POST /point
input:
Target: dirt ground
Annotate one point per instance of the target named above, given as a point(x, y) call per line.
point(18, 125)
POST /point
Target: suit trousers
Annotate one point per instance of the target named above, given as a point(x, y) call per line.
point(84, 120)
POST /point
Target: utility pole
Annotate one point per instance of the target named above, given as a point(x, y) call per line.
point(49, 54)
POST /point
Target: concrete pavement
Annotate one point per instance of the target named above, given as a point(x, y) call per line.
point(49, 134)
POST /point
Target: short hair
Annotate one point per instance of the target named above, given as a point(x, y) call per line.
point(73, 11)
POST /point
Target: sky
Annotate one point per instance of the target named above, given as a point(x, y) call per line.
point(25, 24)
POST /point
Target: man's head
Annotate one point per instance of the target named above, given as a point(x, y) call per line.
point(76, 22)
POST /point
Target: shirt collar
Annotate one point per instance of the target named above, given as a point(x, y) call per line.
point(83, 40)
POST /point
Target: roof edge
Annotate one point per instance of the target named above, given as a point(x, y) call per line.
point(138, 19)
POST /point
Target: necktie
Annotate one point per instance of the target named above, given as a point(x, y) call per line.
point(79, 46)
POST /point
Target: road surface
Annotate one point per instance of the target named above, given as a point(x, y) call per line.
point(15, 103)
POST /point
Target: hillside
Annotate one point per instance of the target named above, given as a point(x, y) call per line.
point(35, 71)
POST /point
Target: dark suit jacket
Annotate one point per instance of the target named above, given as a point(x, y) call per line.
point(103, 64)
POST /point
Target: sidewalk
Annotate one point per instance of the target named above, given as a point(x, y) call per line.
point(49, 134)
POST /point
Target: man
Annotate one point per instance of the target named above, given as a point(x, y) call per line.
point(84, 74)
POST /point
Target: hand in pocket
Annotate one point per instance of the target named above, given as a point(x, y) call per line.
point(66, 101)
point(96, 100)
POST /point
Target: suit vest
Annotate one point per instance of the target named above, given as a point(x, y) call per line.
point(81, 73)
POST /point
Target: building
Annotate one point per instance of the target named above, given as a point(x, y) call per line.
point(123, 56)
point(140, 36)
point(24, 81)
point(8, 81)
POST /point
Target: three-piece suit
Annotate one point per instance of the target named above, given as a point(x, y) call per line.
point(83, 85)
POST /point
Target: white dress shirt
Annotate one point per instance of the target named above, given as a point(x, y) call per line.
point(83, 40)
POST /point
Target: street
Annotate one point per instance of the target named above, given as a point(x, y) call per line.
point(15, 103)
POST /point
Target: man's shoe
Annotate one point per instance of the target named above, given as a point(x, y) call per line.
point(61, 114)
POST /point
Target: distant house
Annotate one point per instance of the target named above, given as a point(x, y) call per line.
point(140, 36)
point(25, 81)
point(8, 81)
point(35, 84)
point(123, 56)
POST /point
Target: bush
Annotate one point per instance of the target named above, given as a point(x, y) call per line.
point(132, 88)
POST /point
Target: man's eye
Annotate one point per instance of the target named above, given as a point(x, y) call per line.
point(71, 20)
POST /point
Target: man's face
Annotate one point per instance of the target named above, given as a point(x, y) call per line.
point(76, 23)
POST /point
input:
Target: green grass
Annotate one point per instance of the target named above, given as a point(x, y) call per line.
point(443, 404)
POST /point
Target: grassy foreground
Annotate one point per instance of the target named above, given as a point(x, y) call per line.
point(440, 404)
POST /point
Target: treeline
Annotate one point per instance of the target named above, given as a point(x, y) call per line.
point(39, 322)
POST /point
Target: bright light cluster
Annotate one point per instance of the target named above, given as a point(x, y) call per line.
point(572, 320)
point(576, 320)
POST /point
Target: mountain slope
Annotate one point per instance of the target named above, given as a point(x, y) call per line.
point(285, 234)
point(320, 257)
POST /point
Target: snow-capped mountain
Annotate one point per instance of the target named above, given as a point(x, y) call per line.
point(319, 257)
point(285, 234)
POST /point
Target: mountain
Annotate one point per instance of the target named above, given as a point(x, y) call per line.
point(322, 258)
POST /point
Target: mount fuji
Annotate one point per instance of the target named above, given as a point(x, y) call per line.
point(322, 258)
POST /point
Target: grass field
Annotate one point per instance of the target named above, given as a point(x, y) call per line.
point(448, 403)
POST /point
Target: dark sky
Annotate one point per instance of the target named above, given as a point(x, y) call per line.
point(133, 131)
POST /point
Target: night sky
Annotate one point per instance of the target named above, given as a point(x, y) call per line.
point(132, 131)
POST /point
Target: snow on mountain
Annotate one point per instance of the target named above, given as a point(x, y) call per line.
——————
● **WHAT NEEDS TO BE DONE**
Set down each entry again, exactly as written.

● **YOUR RESPONSE**
POST /point
input:
Target: dirt ground
Annotate one point per instance of the target named above, given as a point(x, y) call per line.
point(18, 125)
POST /point
Target: suit trousers
Annotate one point per instance of the target named above, given as a point(x, y) call per line.
point(84, 120)
POST /point
Target: utility pole
Annotate one point per instance of the target named above, given as a point(x, y) call per line.
point(49, 54)
POST /point
Target: concrete pavement
Annotate one point per instance of the target named above, given as a point(x, y) call per line.
point(49, 134)
POST /point
Target: short hair
Annotate one point per instance of the target named above, given as a point(x, y) call per line.
point(73, 11)
POST /point
Target: sky
Annotate one point per instance of the target named above, given as a point(x, y) call per line.
point(25, 24)
POST /point
Target: man's head
Annotate one point per instance of the target named above, given as a point(x, y) call per line.
point(76, 22)
POST /point
Target: shirt collar
Annotate one point per instance of the target named above, given as a point(x, y) call per line.
point(83, 40)
POST /point
Target: roof edge
Annotate one point per instance of the target named above, given as a point(x, y) call per line.
point(138, 19)
POST /point
Target: necktie
Annotate one point per instance of the target named above, given as a point(x, y) call per line.
point(79, 46)
POST /point
Target: road surface
Annotate one point per instance of the target named above, given as a point(x, y) call per line.
point(15, 103)
POST /point
Target: hillside
Annotate one point per instance of the target named above, given as a point(x, y) call per line.
point(35, 71)
POST /point
Target: dark suit jacket
Annotate one point per instance of the target named above, given as a point(x, y) call per line.
point(103, 64)
POST /point
Target: sidewalk
Annotate one point per instance of the target named above, given as a point(x, y) call per line.
point(49, 134)
POST /point
Target: man
Annotate one point per instance of the target named above, given as a point(x, y) call per line.
point(84, 74)
POST /point
Target: hand in pocket
Annotate one point per instance of the target named above, given as a point(x, y) call per line.
point(66, 101)
point(96, 100)
POST /point
Target: suit vest
Annotate one point per instance of the target named above, given as a point(x, y) call per line.
point(81, 73)
POST /point
Target: building
Annotate one point per instance of the target named above, given as a point(x, y) call per line.
point(123, 56)
point(140, 36)
point(24, 81)
point(8, 81)
POST /point
Target: three-piece suit
Annotate one point per instance of the target named above, given as a point(x, y) call per line.
point(83, 85)
POST /point
Target: white dress shirt
Annotate one point per instance of the target named above, given as a point(x, y) call per line.
point(83, 40)
POST /point
Target: street
Annotate one point per instance of the target named above, given as a point(x, y) call per line.
point(15, 103)
POST /point
Target: man's shoe
Annotate one point per instance of the target named above, given as a point(x, y) call per line.
point(61, 114)
POST /point
Target: distant house
Annotate one point per instance of the target named above, given as a point(x, y) call per line.
point(140, 36)
point(25, 81)
point(8, 81)
point(35, 84)
point(123, 56)
POST /point
Target: bush
Annotate one point per instance of the target named above, given as a point(x, y) call per line.
point(132, 88)
POST /point
Target: man's eye
Annotate one point per instance of the target named above, given as a point(x, y) call per line.
point(71, 20)
POST /point
Target: man's face
Annotate one point per instance of the target named above, given as a point(x, y) call per line.
point(76, 23)
POST /point
input:
Target: green grass
Annotate one point per instance of the target named above, given as a point(x, y) call per line.
point(443, 404)
POST /point
Target: grassy foreground
Annotate one point per instance of the target named above, given as a point(x, y) call per line.
point(440, 404)
POST /point
Target: treeline
Annotate one point per instance of the target named above, given as a point(x, y) call per line.
point(39, 322)
POST /point
Target: bright light cluster
Annotate one point per instance of the target named above, given as a point(x, y) call per line.
point(572, 320)
point(576, 320)
POST /point
Target: mountain slope
Annotate one point per instance of the target named above, given as a point(x, y) call per line.
point(285, 234)
point(320, 257)
POST /point
Target: snow-capped mountain
Annotate one point per instance of the target named above, given as a point(x, y) call per line.
point(319, 257)
point(285, 234)
POST /point
Target: mountain
Annotate one point per instance of the target named above, given as a point(x, y) call per line.
point(322, 258)
POST /point
Target: mount fuji
Annotate one point per instance of the target named above, given as a point(x, y) call per line.
point(322, 258)
POST /point
Target: grass field
Annotate one point per instance of the target named above, given as a point(x, y) call per line.
point(448, 403)
POST /point
Target: dark sky
Annotate one point per instance of the target named above, given as a point(x, y) call per line.
point(133, 131)
POST /point
Target: night sky
Annotate one point per instance of the target named above, given as a point(x, y) call per line.
point(132, 131)
POST /point
Target: snow on mountain
Annotate one point per instance of the target named above, given as a point(x, y) call per line.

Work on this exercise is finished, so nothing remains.